Below is the data. Give it again, complete and exact.

Named-object pointing records:
━━━

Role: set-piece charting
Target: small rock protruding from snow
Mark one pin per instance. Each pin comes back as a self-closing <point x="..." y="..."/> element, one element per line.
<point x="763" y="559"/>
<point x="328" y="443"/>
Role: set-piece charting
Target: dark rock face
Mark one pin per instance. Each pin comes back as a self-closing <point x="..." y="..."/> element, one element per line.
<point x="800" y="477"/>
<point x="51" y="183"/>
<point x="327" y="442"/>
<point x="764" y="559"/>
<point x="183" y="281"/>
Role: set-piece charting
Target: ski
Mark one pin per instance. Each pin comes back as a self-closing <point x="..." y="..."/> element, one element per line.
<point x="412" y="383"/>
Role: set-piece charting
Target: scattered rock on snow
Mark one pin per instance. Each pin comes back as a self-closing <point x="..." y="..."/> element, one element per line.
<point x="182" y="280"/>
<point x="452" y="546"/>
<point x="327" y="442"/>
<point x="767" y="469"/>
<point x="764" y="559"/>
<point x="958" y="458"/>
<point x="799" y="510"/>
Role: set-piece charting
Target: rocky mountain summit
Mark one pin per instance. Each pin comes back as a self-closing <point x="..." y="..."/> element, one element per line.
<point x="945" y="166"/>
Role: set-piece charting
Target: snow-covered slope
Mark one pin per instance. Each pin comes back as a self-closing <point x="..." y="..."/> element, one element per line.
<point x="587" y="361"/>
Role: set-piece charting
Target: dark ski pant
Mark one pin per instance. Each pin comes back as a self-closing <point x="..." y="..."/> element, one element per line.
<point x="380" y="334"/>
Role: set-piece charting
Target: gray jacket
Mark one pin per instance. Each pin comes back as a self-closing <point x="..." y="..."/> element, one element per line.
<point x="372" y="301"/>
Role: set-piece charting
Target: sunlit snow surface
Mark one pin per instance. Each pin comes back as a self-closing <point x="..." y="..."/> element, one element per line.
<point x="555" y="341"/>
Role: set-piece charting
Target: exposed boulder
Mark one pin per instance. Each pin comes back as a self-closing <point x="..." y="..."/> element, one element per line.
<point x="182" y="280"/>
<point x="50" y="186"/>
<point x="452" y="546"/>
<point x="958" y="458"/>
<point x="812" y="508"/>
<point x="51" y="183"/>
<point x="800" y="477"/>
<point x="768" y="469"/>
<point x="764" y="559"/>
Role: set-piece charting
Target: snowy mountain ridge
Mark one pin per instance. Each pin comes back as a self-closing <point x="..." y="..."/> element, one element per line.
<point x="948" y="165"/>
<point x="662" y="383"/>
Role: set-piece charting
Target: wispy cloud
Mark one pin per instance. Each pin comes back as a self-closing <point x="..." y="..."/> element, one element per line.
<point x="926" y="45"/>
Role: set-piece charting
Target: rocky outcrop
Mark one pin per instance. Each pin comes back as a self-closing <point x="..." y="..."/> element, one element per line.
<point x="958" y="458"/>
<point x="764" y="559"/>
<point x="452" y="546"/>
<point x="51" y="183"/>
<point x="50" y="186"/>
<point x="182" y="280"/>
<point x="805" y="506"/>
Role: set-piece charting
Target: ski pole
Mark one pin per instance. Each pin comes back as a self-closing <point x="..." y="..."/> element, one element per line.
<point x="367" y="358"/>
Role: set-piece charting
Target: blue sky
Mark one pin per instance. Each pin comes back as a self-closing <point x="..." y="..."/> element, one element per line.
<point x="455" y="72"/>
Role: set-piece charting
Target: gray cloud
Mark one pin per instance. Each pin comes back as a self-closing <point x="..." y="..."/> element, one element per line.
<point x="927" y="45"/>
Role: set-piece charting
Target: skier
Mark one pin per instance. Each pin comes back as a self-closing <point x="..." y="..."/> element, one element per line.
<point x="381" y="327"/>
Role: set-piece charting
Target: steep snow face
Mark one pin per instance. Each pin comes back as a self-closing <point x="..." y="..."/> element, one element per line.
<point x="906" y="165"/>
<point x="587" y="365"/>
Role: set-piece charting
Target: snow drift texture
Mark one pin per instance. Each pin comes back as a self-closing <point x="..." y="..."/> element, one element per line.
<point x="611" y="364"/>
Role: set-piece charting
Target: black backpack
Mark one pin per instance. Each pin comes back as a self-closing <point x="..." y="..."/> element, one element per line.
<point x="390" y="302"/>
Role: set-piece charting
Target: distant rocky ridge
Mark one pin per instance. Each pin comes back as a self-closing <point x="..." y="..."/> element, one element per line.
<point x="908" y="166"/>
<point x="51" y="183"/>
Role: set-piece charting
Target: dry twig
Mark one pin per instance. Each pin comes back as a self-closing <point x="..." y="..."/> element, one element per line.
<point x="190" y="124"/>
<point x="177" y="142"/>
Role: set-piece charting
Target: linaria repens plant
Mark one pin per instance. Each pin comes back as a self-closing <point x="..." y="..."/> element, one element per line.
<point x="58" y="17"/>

━━━

Result of the task:
Role: set-piece charting
Target: small rock protruding from snow
Mark one pin per instance. Each pin comes back as a self-closing <point x="..." y="..."/> element, one element per line.
<point x="763" y="559"/>
<point x="328" y="443"/>
Role: set-piece charting
Target: dark rock face
Mark one pin per instance. Each pin comes back as a self-closing <point x="..." y="..."/> element, one element per line.
<point x="800" y="477"/>
<point x="51" y="183"/>
<point x="327" y="442"/>
<point x="764" y="559"/>
<point x="183" y="281"/>
Role: set-piece charting
Target: ski
Mark one pin per instance. Each pin comes back as a self-closing <point x="..." y="..."/> element, one element per line.
<point x="412" y="383"/>
Role: set-piece charting
Target: scattered rock on snow
Mark one pin per instance. Each pin comes back as a self-closing <point x="..." y="..."/> element, one element per line.
<point x="182" y="280"/>
<point x="452" y="546"/>
<point x="327" y="442"/>
<point x="767" y="469"/>
<point x="764" y="559"/>
<point x="958" y="458"/>
<point x="799" y="510"/>
Role: set-piece charting
Target: rocky mountain summit
Mark one pin per instance. Each pin comes back as a self-closing <point x="..." y="..."/> element, one element per line.
<point x="945" y="166"/>
Role: set-piece charting
Target: snow-covered slope
Mark one pin per instance. Each pin comes back as a self-closing <point x="..." y="..."/> element, one element per line.
<point x="587" y="361"/>
Role: set-piece charting
Target: dark ski pant
Mark one pin per instance. Each pin comes back as a self-closing <point x="..." y="..."/> element, one element per line.
<point x="380" y="334"/>
Role: set-piece charting
Target: gray jacket
Mark one pin per instance. Each pin comes back as a self-closing <point x="..." y="..."/> element, one element per line.
<point x="372" y="301"/>
Role: set-piece charting
Target: sunlit snow surface
Mark one pin per instance. Each pin comes back as a self-closing <point x="..." y="..."/> element, one element per line.
<point x="555" y="341"/>
Role: set-piece charting
Target: exposed boulder
Mark one pin per instance. Each pin comes back as a self-closing <point x="..." y="..."/> element, one element per line.
<point x="182" y="280"/>
<point x="50" y="186"/>
<point x="452" y="546"/>
<point x="958" y="458"/>
<point x="812" y="508"/>
<point x="51" y="183"/>
<point x="800" y="477"/>
<point x="768" y="469"/>
<point x="764" y="559"/>
Role: set-piece charting
Target: snowy mountain ridge
Mark one pin per instance. Each pin comes back as a self-closing <point x="..." y="..."/> element, one element per line.
<point x="948" y="165"/>
<point x="662" y="383"/>
Role: set-piece charting
Target: wispy cloud
Mark one pin per instance. Each pin comes back as a self-closing <point x="..." y="..."/> element, one element per line.
<point x="926" y="45"/>
Role: set-piece charting
Target: rocky outcrop
Mark one pin per instance. Each pin comes back as a self-closing <point x="..." y="..."/> element, one element per line.
<point x="958" y="458"/>
<point x="764" y="559"/>
<point x="452" y="546"/>
<point x="51" y="183"/>
<point x="50" y="186"/>
<point x="182" y="280"/>
<point x="805" y="506"/>
Role: set-piece charting
Target: ski pole
Mark one pin per instance. Each pin comes back as a self-closing <point x="..." y="..."/> element, one element per line.
<point x="367" y="358"/>
Role: set-piece charting
Target: blue sky
Mark one pin per instance. Each pin comes back as a self-closing <point x="..." y="..."/> element, one element per line.
<point x="455" y="72"/>
Role: set-piece charting
Target: gray cloud
Mark one pin per instance. Each pin comes back as a self-closing <point x="..." y="..."/> element, one element per line.
<point x="927" y="45"/>
Role: set-piece charting
Target: skier
Mark one pin per instance. Each pin comes back as a self-closing <point x="..." y="..."/> element, one element per line.
<point x="381" y="327"/>
Role: set-piece charting
Target: steep snow face
Mark one pin per instance. Each pin comes back as a self-closing <point x="..." y="..."/> element, one element per line.
<point x="906" y="165"/>
<point x="587" y="365"/>
Role: set-piece charting
Target: snow drift texture
Mark one pin per instance. Each pin comes back as a self-closing <point x="..." y="..."/> element, one element per line.
<point x="611" y="364"/>
Role: set-piece charting
Target: black backpack
Mark one pin per instance. Each pin comes back as a self-closing <point x="..." y="..."/> element, one element per line.
<point x="390" y="302"/>
Role: set-piece charting
Target: distant rocky ridge
Mark one pin per instance. Each pin comes back as a self-closing <point x="..." y="..."/> element, one element per line.
<point x="908" y="166"/>
<point x="51" y="183"/>
Role: set-piece charting
Target: dry twig
Mark one pin per instance. Each pin comes back as a self-closing <point x="..." y="..."/> element, one element per line.
<point x="190" y="124"/>
<point x="177" y="142"/>
Role: set-piece charting
Target: linaria repens plant
Mark one pin per instance. Each pin comes back as a self-closing <point x="..." y="..."/> element, one element per line.
<point x="58" y="17"/>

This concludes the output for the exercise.